- [AIM OF THE TASK]
Output all of the records word for word and drop the images.

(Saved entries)
++++++++++
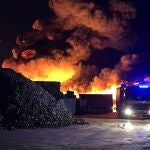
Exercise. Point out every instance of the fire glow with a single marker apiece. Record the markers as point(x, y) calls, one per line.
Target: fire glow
point(83, 28)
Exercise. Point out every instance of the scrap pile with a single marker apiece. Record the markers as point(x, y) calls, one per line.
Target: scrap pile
point(24, 104)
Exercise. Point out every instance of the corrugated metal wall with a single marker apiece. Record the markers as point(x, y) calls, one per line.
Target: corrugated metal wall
point(96, 102)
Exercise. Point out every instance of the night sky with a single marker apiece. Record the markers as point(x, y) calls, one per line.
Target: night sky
point(17, 16)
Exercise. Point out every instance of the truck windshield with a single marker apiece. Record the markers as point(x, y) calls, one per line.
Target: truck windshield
point(137, 93)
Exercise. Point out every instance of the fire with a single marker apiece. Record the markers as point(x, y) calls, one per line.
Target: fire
point(60, 48)
point(43, 69)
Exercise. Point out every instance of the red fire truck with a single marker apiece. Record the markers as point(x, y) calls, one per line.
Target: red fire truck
point(133, 101)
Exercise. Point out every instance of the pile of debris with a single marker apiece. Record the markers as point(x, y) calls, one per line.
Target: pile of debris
point(24, 104)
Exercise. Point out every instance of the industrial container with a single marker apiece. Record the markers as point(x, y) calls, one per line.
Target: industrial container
point(95, 103)
point(69, 101)
point(52, 87)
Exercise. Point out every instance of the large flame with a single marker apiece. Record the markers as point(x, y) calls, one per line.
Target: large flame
point(59, 49)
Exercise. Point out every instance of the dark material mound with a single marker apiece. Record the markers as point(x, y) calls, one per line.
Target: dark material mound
point(24, 104)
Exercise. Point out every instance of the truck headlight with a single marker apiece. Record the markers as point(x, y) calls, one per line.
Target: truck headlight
point(128, 112)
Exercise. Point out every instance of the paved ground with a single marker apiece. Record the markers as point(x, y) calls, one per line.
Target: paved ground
point(105, 134)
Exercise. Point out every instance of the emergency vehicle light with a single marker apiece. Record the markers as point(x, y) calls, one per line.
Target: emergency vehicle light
point(144, 86)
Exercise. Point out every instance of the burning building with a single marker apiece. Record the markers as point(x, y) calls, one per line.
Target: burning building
point(60, 48)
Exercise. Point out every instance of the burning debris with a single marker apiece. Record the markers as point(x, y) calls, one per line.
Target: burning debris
point(24, 104)
point(59, 48)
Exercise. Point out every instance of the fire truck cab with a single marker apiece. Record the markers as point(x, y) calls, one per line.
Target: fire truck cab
++++++++++
- [RESULT]
Exercise. Point out every instance of the fire glow with a single marker apiece. Record the markers as point(x, y) calls, one per line.
Target: fire glow
point(83, 28)
Exercise. Point out every instance of the scrap pile with a single marker apiece. Record the markers as point(x, y) calls, one per line.
Target: scrap pile
point(24, 104)
Exercise. Point out every instance of the corrugated metal wall with a single marker apiece. Record the markers as point(x, y) calls, one per line.
Target: corrugated metal wall
point(96, 102)
Exercise. Point out every instance of the night sky with a single marker apiece. Record the markers as point(x, y) calls, one per line.
Target: night sky
point(17, 16)
Exercise. Point out every instance of the truck windshield with a single marker apiece. Record the markers as point(x, y) calls, one per line.
Target: truck windshield
point(137, 93)
Exercise. Point out every instance of the fire with a single marker apiece. Record the markers as point(x, y) calls, one per line.
Target: fire
point(60, 48)
point(43, 69)
Exercise. Point out every instance of the red fire truck with a single marker apiece. Record the markers as point(x, y) calls, one per line.
Target: red fire truck
point(133, 101)
Exercise. Point out every instance of the pile of debris with a single marker apiece. Record the markers as point(x, y) calls, one per line.
Target: pile of debris
point(24, 104)
Exercise. Point out every instance of the industrial container with a single marker apiece. Record the markers as point(x, y) calls, one per line.
Target: industrial container
point(95, 103)
point(69, 101)
point(52, 87)
Exercise. Point out every instance of the large flame with a single marker apiece. Record the markers as point(x, y) calls, one per line.
Target: large flame
point(59, 49)
Exercise. Point out every instance of the dark material mound with a single marker apiece. Record the markers as point(x, y) calls, one per line.
Target: dark material mound
point(24, 104)
Exercise. Point out every instance of the truck headlight with a single marker apiece. Record the markers as point(x, y) calls, one per line.
Target: truck headlight
point(128, 112)
Exercise. Point out every instance of the paved ground with a single marker apiece. Record the markers as point(x, y) calls, one per line.
Target: paved ground
point(105, 134)
Exercise. Point out every instance of the emergency vehicle light with a single marker apiece. Record the markers as point(x, y) calls, one per line.
Target: emergency vehicle light
point(144, 86)
Exercise. Point out every instance of the burning building with a single marker apiece. Record the markers as point(x, y) calls, one per line.
Target: burning building
point(60, 48)
Exercise. Point out every instance of the burning debris with a single marker apiece. Record the markers as point(x, y) calls, one per line.
Target: burning debris
point(24, 104)
point(59, 48)
Exercise. Point out every instance of the fire truck cab with a single marker apiece. Record the markers as point(x, y) calls, one per line.
Target: fire truck cab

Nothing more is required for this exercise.